─── GIVEN RECORDS

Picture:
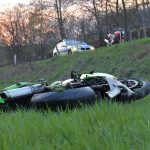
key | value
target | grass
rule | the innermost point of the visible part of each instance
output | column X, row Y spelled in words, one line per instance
column 113, row 126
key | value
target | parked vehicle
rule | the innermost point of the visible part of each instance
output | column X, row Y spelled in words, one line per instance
column 79, row 89
column 69, row 46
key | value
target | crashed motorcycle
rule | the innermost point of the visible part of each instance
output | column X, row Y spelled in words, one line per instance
column 86, row 88
column 79, row 89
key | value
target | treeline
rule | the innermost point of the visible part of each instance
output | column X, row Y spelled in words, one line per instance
column 31, row 31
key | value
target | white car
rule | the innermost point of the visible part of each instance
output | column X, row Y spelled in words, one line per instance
column 69, row 46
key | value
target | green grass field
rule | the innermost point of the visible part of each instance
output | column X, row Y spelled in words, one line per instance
column 108, row 126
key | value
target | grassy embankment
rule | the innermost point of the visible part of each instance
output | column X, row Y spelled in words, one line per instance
column 106, row 126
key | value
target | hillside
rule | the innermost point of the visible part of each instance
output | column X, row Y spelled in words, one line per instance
column 113, row 126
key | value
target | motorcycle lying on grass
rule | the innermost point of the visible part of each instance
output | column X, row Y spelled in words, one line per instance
column 79, row 89
column 113, row 39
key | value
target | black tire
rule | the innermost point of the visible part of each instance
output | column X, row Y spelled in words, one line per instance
column 71, row 97
column 140, row 89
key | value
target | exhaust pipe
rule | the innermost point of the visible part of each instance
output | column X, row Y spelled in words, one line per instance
column 22, row 92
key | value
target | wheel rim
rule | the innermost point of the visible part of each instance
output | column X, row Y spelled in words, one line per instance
column 133, row 83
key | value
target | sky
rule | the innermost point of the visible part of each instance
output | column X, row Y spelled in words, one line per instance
column 6, row 3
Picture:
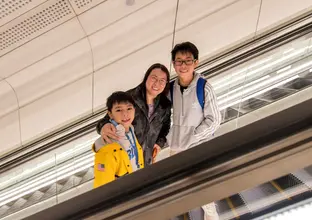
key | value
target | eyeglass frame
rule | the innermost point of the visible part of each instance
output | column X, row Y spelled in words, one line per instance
column 155, row 79
column 185, row 62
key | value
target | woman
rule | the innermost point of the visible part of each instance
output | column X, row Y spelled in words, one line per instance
column 152, row 112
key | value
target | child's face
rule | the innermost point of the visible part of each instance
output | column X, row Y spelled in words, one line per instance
column 184, row 64
column 156, row 82
column 122, row 113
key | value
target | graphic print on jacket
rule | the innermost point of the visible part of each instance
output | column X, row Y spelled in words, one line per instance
column 191, row 123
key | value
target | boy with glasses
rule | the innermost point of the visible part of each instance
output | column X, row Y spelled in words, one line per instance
column 193, row 122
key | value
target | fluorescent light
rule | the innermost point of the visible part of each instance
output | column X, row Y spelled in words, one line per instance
column 288, row 50
column 264, row 83
column 50, row 162
column 228, row 81
column 41, row 180
column 33, row 189
column 243, row 87
column 284, row 69
column 260, row 92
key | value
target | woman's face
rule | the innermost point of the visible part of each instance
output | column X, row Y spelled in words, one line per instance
column 156, row 82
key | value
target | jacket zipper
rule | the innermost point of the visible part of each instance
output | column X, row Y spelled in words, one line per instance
column 182, row 105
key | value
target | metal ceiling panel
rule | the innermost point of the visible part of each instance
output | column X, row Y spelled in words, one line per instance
column 56, row 109
column 110, row 12
column 192, row 12
column 9, row 132
column 211, row 33
column 275, row 12
column 157, row 24
column 53, row 72
column 8, row 98
column 41, row 47
column 34, row 23
column 128, row 72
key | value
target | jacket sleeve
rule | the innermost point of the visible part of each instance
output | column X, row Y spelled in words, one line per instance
column 212, row 116
column 105, row 168
column 164, row 129
column 101, row 123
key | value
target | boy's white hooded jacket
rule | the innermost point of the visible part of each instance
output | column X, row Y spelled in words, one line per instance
column 191, row 123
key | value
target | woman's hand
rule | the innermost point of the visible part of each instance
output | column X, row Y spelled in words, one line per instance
column 108, row 132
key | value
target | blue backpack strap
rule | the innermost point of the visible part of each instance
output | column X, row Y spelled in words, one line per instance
column 200, row 90
column 171, row 90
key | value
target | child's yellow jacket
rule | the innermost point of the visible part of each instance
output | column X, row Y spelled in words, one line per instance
column 111, row 162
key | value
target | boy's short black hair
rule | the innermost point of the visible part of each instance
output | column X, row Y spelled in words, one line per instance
column 117, row 98
column 185, row 47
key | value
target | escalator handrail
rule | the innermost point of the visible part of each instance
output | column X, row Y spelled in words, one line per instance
column 153, row 180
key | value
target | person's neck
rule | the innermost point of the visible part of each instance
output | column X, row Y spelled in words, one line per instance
column 186, row 81
column 149, row 99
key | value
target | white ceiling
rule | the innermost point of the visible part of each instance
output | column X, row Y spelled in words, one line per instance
column 60, row 59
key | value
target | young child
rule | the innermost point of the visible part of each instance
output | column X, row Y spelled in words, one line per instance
column 193, row 122
column 125, row 155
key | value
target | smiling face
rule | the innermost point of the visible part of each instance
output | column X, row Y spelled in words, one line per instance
column 123, row 113
column 156, row 82
column 185, row 64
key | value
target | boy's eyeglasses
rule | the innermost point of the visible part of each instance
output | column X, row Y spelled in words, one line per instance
column 162, row 82
column 180, row 62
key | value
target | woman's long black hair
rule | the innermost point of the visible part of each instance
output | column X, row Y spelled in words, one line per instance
column 162, row 68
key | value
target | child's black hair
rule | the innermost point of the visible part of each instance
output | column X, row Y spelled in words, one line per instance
column 117, row 98
column 185, row 47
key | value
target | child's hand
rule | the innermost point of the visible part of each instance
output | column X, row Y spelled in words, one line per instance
column 156, row 150
column 108, row 132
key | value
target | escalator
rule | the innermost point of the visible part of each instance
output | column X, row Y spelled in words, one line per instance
column 275, row 85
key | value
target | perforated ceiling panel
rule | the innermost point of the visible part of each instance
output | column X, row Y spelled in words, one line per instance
column 10, row 9
column 34, row 23
column 83, row 5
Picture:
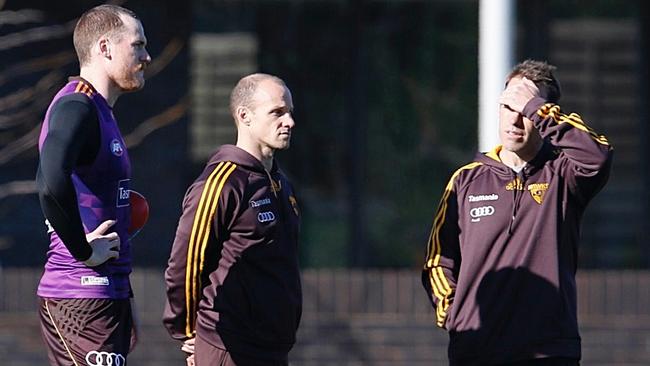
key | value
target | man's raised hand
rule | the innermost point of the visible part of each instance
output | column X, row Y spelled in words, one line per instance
column 104, row 247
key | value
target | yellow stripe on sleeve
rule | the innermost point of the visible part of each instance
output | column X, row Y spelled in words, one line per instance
column 439, row 284
column 574, row 119
column 199, row 237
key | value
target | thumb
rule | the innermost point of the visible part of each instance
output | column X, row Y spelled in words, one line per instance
column 101, row 229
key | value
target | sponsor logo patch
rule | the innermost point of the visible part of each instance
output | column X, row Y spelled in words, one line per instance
column 123, row 193
column 116, row 147
column 477, row 212
column 94, row 281
column 97, row 358
column 262, row 202
column 483, row 197
column 515, row 184
column 276, row 186
column 538, row 191
column 265, row 216
column 294, row 205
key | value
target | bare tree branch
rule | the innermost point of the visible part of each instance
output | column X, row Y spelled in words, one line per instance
column 167, row 117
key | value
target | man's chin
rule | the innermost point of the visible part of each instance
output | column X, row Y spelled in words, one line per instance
column 132, row 86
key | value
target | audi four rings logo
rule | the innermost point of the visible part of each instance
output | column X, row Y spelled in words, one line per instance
column 95, row 358
column 478, row 212
column 265, row 216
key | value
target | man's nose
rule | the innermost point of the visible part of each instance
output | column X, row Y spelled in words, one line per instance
column 289, row 122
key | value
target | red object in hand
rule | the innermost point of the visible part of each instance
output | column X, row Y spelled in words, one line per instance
column 139, row 212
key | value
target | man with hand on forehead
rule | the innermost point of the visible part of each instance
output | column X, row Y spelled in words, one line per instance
column 83, row 178
column 502, row 255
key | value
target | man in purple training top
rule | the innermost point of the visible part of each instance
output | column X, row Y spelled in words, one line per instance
column 83, row 183
column 502, row 256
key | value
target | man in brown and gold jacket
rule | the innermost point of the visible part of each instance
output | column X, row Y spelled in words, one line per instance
column 502, row 255
column 233, row 280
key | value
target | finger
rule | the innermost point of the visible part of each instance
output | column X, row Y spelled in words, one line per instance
column 101, row 229
column 115, row 245
column 112, row 236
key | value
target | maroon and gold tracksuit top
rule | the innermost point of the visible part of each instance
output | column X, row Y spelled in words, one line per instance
column 502, row 255
column 233, row 277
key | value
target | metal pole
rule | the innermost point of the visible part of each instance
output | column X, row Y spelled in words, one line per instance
column 496, row 44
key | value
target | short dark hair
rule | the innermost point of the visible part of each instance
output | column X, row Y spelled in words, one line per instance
column 541, row 73
column 94, row 23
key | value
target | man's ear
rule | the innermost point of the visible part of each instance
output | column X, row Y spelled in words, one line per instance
column 243, row 115
column 104, row 47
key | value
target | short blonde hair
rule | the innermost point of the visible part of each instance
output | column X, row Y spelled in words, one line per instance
column 242, row 94
column 96, row 22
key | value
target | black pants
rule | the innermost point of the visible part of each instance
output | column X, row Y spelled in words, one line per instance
column 553, row 361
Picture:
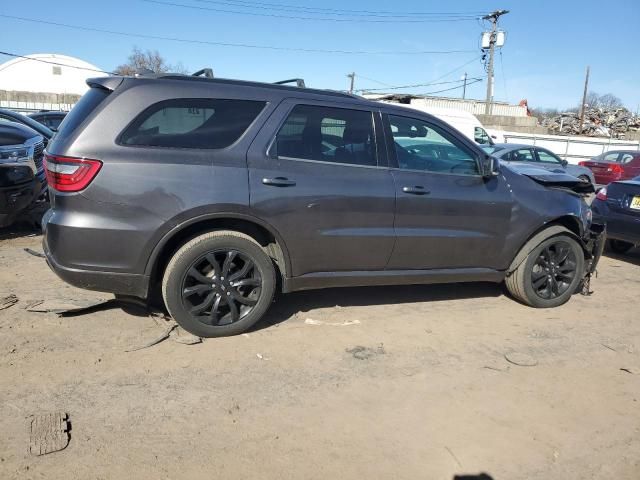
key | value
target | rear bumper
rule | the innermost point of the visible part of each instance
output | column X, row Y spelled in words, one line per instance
column 113, row 282
column 620, row 226
column 15, row 199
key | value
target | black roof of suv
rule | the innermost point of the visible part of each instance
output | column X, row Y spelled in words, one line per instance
column 223, row 190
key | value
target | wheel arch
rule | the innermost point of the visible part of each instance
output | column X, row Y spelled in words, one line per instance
column 565, row 224
column 268, row 238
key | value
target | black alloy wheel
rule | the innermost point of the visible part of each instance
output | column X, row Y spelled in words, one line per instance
column 554, row 270
column 221, row 287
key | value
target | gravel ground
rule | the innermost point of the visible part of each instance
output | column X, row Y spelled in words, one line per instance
column 400, row 382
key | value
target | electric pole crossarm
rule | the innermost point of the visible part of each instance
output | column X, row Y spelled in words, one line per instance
column 493, row 18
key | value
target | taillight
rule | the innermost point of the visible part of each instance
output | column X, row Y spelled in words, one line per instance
column 70, row 174
column 615, row 168
column 602, row 194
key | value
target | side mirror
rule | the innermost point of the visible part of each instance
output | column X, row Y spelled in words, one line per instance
column 490, row 166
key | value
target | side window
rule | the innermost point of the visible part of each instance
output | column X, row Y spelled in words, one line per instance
column 328, row 134
column 626, row 158
column 481, row 136
column 547, row 157
column 522, row 155
column 422, row 146
column 192, row 123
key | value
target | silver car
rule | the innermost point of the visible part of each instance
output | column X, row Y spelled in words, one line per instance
column 540, row 157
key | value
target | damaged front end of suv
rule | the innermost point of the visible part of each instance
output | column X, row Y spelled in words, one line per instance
column 568, row 191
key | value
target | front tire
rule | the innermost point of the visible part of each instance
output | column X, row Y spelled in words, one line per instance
column 620, row 246
column 550, row 273
column 219, row 284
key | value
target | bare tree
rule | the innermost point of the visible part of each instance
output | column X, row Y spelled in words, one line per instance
column 606, row 101
column 147, row 60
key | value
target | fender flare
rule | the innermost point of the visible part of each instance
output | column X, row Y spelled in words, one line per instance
column 166, row 238
column 536, row 240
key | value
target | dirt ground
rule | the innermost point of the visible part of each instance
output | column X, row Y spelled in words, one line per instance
column 366, row 383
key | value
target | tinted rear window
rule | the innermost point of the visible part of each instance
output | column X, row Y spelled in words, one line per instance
column 81, row 110
column 192, row 123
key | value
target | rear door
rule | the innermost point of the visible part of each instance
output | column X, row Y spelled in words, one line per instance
column 318, row 176
column 447, row 214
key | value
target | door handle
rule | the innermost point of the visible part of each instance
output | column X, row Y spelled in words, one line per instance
column 278, row 182
column 416, row 190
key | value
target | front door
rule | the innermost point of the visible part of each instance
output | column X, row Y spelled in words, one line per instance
column 317, row 176
column 447, row 214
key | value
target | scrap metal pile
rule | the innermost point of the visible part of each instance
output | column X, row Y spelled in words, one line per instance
column 598, row 122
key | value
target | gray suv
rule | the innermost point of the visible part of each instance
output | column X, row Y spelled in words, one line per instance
column 216, row 193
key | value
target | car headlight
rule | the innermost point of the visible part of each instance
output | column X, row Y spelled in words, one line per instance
column 14, row 154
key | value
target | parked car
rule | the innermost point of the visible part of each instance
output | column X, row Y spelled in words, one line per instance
column 22, row 178
column 541, row 157
column 49, row 119
column 224, row 190
column 614, row 166
column 618, row 204
column 7, row 115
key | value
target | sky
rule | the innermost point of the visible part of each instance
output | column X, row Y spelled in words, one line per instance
column 548, row 46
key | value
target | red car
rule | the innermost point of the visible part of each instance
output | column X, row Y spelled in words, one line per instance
column 614, row 166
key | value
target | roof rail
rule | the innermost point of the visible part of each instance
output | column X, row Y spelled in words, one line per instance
column 204, row 72
column 298, row 81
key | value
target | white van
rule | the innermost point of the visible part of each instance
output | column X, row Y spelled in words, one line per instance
column 461, row 120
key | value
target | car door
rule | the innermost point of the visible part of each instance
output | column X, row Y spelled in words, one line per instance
column 318, row 176
column 447, row 214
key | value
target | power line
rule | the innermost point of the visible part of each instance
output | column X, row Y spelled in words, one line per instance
column 419, row 85
column 54, row 63
column 455, row 69
column 452, row 88
column 331, row 11
column 228, row 44
column 458, row 18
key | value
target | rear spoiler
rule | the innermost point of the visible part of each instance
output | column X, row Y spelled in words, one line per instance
column 105, row 83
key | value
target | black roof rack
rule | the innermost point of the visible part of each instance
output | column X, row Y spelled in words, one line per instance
column 298, row 81
column 204, row 72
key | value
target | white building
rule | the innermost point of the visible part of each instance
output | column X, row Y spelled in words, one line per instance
column 47, row 73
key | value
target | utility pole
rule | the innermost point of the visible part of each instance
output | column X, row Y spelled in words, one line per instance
column 352, row 76
column 493, row 17
column 464, row 87
column 584, row 100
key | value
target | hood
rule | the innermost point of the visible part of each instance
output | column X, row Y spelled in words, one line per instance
column 551, row 179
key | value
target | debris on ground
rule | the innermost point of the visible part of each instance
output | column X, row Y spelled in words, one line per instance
column 48, row 433
column 598, row 122
column 63, row 306
column 8, row 301
column 155, row 341
column 34, row 253
column 310, row 321
column 365, row 353
column 520, row 359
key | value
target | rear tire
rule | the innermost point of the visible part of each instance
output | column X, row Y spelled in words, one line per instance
column 620, row 246
column 219, row 284
column 549, row 274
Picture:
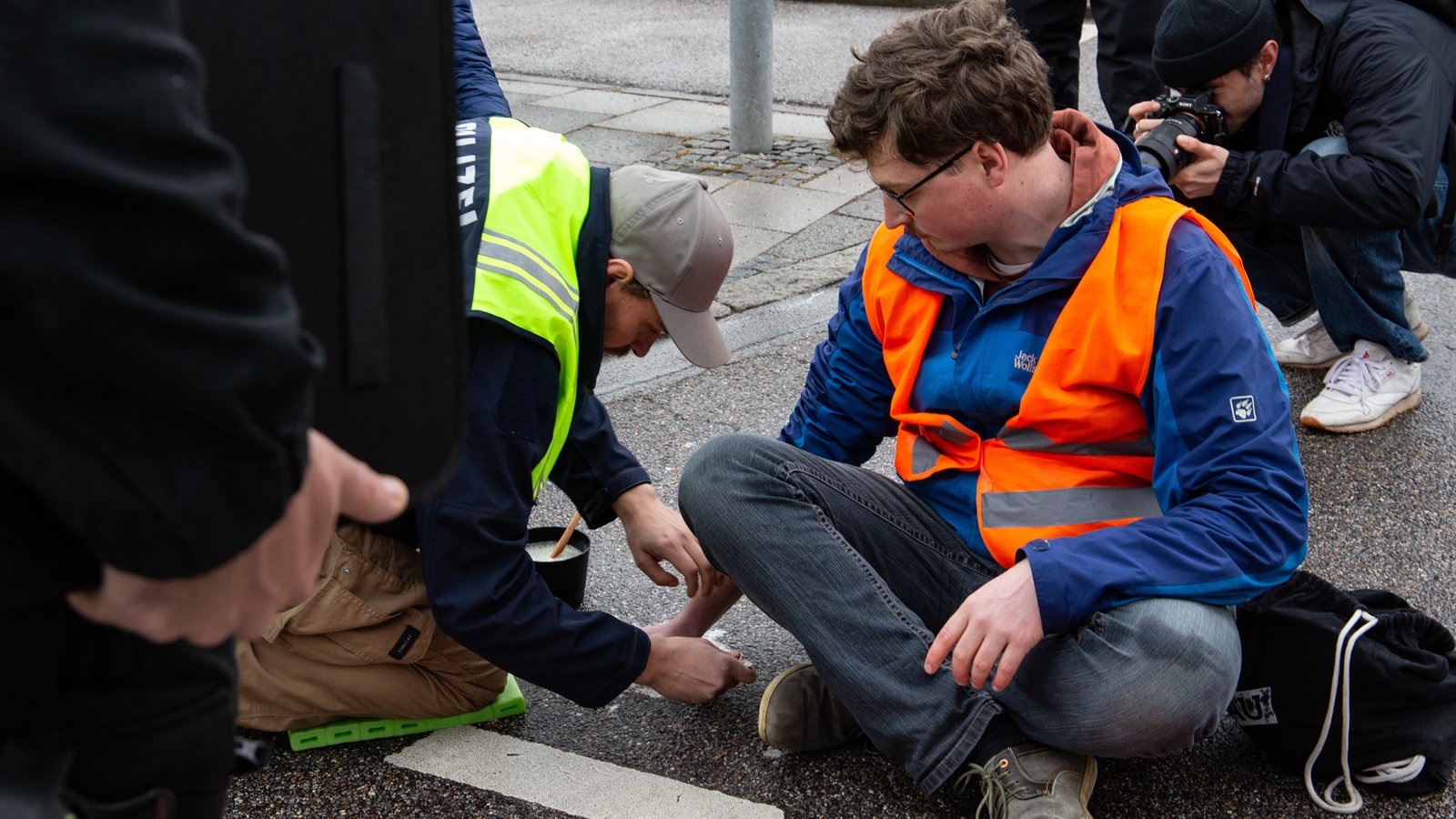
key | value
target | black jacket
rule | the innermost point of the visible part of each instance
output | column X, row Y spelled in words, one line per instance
column 1382, row 73
column 153, row 373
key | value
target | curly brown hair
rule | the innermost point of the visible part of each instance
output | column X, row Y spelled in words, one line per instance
column 943, row 80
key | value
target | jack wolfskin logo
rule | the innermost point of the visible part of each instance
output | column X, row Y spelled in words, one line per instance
column 407, row 639
column 1254, row 707
column 1242, row 409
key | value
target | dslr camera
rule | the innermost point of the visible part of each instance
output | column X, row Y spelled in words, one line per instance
column 1194, row 114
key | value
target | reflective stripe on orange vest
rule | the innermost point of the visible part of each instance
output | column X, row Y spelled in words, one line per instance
column 1077, row 455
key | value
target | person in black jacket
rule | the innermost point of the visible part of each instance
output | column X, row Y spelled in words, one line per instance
column 1331, row 179
column 162, row 487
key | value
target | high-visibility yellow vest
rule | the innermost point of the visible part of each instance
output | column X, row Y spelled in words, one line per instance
column 526, row 270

──────

Collect every line from the records above that contains the string "parked" and list those lines.

target | parked vehicle
target | parked car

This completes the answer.